■ **REQUIREMENT**
Restating the data word for word is all that is required.

· · · · ·

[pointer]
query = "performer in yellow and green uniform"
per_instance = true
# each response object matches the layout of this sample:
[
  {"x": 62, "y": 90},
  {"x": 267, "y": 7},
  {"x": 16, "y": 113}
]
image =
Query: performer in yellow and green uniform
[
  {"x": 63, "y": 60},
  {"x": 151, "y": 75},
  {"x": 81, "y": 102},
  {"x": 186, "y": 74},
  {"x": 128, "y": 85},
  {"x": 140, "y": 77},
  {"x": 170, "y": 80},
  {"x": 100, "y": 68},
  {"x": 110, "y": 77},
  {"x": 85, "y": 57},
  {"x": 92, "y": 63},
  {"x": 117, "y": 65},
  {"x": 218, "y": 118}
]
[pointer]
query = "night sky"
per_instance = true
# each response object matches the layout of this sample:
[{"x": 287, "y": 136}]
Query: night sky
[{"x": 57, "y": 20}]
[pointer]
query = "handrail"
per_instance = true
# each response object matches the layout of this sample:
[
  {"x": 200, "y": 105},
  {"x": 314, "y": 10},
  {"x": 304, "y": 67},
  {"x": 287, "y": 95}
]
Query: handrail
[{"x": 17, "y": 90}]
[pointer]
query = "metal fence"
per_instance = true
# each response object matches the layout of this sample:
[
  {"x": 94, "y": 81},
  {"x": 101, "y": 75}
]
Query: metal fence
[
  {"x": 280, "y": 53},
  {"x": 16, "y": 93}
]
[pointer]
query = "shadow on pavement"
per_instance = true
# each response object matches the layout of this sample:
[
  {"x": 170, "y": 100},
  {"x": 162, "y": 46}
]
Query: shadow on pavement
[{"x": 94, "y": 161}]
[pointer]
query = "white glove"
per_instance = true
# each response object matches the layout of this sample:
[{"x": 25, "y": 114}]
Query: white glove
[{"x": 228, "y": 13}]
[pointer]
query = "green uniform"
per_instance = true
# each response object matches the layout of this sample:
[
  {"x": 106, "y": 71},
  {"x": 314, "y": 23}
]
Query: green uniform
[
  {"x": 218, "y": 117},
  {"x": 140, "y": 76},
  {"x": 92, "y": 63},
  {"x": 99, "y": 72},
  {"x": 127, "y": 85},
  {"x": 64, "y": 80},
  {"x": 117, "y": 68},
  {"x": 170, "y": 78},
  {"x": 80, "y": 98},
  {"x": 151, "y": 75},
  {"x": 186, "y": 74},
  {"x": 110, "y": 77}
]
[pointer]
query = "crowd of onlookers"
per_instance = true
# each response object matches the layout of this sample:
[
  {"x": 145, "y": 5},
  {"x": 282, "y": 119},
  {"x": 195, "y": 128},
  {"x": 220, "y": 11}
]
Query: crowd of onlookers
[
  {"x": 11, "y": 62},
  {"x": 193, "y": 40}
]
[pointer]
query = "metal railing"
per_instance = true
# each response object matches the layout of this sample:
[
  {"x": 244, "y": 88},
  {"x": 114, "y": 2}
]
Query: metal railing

· · · · ·

■ **SOLUTION FOR THIS PROBLEM**
[pointer]
query = "performer in yellow and green uniform"
per_instance = true
# each response object matches the layout of this sample:
[
  {"x": 62, "y": 90},
  {"x": 267, "y": 7},
  {"x": 16, "y": 113}
]
image =
Query: performer in yellow and green uniform
[
  {"x": 63, "y": 60},
  {"x": 151, "y": 75},
  {"x": 81, "y": 102},
  {"x": 186, "y": 74},
  {"x": 128, "y": 85},
  {"x": 140, "y": 77},
  {"x": 170, "y": 80},
  {"x": 100, "y": 68},
  {"x": 110, "y": 77},
  {"x": 85, "y": 57},
  {"x": 92, "y": 63},
  {"x": 117, "y": 65},
  {"x": 218, "y": 118}
]
[pointer]
query = "night sky"
per_instance = true
# each response object matches the layout of this sample:
[{"x": 287, "y": 136}]
Query: night sky
[{"x": 57, "y": 20}]
[pointer]
query = "handrail"
per_instance = true
# each response object matches the layout of this sample:
[
  {"x": 200, "y": 105},
  {"x": 314, "y": 10},
  {"x": 304, "y": 67},
  {"x": 287, "y": 95}
]
Query: handrail
[{"x": 17, "y": 90}]
[pointer]
query = "metal fence"
per_instance = true
# each response object matches the layout of this sample:
[
  {"x": 94, "y": 81},
  {"x": 101, "y": 75}
]
Query: metal fence
[
  {"x": 280, "y": 53},
  {"x": 16, "y": 93}
]
[pointer]
query = "shadow on pavement"
per_instance = true
# each response object matches the layout of this sample:
[
  {"x": 170, "y": 100},
  {"x": 162, "y": 46}
]
Query: shadow on pavement
[{"x": 94, "y": 161}]
[pointer]
query = "white glove"
per_instance = true
# each response object matches the layout of this sample:
[{"x": 25, "y": 114}]
Query: white glove
[{"x": 228, "y": 13}]
[pointer]
query = "green uniform"
per_instance = true
# each response object matches the layout of this sample:
[
  {"x": 106, "y": 71},
  {"x": 314, "y": 23}
]
Query: green uniform
[
  {"x": 218, "y": 117},
  {"x": 140, "y": 76},
  {"x": 92, "y": 63},
  {"x": 99, "y": 72},
  {"x": 127, "y": 85},
  {"x": 64, "y": 80},
  {"x": 117, "y": 68},
  {"x": 170, "y": 78},
  {"x": 80, "y": 98},
  {"x": 151, "y": 75},
  {"x": 186, "y": 74},
  {"x": 110, "y": 77}
]
[pointer]
query = "crowd of onlookers"
per_instance = true
# each response object matches the layout of this sample:
[
  {"x": 145, "y": 5},
  {"x": 282, "y": 119},
  {"x": 195, "y": 128},
  {"x": 220, "y": 11}
]
Query: crowd of onlookers
[
  {"x": 11, "y": 62},
  {"x": 193, "y": 40}
]
[pointer]
query = "metal railing"
per_instance = true
# each response object matches the layout of this sample:
[
  {"x": 244, "y": 88},
  {"x": 114, "y": 2}
]
Query: metal railing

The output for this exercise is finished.